> _What needs to be done_
Could you reproduce the material starting at the line that has "dot pattern on" and ending with the last line, changing "woman's" to "adult's" and leaving everything else as it is?

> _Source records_
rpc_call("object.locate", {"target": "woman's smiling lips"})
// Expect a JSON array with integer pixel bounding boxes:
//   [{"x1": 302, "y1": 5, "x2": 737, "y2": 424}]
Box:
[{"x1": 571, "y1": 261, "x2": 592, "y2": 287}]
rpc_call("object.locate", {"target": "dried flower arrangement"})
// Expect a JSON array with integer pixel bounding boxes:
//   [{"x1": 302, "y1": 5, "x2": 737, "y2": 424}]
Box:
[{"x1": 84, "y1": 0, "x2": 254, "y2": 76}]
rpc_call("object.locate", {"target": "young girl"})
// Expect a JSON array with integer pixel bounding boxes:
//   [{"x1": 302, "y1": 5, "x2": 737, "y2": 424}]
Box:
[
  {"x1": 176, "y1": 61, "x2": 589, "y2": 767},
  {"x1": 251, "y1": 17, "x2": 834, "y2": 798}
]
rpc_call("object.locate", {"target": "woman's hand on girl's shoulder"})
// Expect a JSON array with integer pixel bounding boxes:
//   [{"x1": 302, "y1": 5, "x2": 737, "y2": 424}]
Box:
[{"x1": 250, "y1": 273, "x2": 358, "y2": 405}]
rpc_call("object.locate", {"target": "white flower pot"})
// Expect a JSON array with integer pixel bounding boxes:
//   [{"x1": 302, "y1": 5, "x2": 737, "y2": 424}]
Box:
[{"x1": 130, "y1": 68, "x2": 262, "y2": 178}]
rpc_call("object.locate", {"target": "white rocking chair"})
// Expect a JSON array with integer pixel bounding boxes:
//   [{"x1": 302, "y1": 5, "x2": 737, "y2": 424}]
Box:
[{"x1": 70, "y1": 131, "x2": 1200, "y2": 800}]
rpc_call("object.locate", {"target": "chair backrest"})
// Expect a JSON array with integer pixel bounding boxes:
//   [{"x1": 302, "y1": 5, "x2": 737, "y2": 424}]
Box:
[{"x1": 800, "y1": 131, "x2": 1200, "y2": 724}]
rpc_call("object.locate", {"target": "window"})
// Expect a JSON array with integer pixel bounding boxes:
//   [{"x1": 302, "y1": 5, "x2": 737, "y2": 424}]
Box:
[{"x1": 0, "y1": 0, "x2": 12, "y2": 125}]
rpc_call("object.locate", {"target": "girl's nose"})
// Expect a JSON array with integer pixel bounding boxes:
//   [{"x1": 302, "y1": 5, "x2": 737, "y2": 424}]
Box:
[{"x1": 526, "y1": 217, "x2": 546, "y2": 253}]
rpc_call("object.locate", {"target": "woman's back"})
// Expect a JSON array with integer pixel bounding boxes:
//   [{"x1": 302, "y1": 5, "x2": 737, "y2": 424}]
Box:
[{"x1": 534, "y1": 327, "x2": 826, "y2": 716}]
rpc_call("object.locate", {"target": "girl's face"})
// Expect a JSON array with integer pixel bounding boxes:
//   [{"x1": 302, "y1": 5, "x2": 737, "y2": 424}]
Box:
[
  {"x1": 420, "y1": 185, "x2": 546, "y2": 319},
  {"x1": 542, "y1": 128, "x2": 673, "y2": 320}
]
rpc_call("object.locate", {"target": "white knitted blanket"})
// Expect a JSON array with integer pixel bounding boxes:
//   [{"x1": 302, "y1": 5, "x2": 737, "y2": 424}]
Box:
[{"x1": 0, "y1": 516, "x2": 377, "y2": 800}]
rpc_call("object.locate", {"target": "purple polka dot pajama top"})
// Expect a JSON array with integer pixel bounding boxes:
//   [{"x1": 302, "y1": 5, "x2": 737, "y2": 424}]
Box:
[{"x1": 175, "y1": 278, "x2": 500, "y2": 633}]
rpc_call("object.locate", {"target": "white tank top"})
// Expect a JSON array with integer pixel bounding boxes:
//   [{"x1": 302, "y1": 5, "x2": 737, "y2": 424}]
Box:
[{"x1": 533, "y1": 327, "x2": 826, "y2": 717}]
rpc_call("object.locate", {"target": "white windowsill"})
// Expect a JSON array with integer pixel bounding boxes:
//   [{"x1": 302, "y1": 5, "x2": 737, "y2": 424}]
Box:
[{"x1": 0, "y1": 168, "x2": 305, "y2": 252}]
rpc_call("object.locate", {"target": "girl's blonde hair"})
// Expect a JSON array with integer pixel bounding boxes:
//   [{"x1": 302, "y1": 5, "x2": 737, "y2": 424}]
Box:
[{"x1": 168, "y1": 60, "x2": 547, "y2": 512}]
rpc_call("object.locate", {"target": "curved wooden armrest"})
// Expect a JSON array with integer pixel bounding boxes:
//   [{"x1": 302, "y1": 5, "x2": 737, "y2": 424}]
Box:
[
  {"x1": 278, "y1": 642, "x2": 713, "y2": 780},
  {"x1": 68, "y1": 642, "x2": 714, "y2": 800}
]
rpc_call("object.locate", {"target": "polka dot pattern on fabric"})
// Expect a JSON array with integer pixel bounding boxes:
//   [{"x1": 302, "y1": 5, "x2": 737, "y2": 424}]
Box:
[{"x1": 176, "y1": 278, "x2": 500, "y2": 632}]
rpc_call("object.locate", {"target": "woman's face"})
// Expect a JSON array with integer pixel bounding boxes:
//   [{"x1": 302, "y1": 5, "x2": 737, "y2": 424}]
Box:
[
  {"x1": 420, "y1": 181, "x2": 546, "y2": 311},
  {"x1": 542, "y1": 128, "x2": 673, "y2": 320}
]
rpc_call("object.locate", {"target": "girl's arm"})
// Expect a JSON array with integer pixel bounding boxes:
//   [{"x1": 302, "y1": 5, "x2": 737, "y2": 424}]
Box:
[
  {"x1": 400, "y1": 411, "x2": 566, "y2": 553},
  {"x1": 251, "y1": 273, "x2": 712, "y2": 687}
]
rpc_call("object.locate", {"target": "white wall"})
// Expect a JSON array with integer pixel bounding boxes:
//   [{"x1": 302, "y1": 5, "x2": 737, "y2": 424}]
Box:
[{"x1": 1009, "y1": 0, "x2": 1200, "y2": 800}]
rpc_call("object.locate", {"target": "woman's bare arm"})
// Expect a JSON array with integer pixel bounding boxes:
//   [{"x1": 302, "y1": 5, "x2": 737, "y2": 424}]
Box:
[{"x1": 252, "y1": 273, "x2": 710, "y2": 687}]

> _Task answer_
rpc_call("object.locate", {"target": "polka dot pattern on fabric"})
// Expect a JSON array with integer pixel bounding boxes:
//   [{"x1": 302, "y1": 5, "x2": 737, "y2": 424}]
Box:
[{"x1": 176, "y1": 278, "x2": 500, "y2": 632}]
rpc_call("object.locate", {"target": "adult's face"})
// Expect a JSON array with integer pixel bounding boxes:
//   [{"x1": 302, "y1": 5, "x2": 737, "y2": 424}]
Box:
[
  {"x1": 420, "y1": 181, "x2": 546, "y2": 311},
  {"x1": 542, "y1": 128, "x2": 673, "y2": 320}
]
rpc_call("object.locate", {"target": "girl's arm"})
// Expect a JSON array with integer pixel bounding boxes:
//   [{"x1": 302, "y1": 5, "x2": 737, "y2": 424}]
Box:
[
  {"x1": 400, "y1": 411, "x2": 566, "y2": 553},
  {"x1": 251, "y1": 273, "x2": 712, "y2": 687}
]
rpc_call("object.locate", {"target": "white wall"})
// Expect a JSON array with integer pixel bounding boxes:
//   [{"x1": 302, "y1": 5, "x2": 737, "y2": 424}]
Box:
[{"x1": 1009, "y1": 0, "x2": 1200, "y2": 800}]
rpc_call("object.locate", {"target": "adult's bare arm"})
// Expect a JSON array with integer pixel bounding boxes:
//   [{"x1": 302, "y1": 5, "x2": 737, "y2": 424}]
Box:
[{"x1": 252, "y1": 273, "x2": 710, "y2": 687}]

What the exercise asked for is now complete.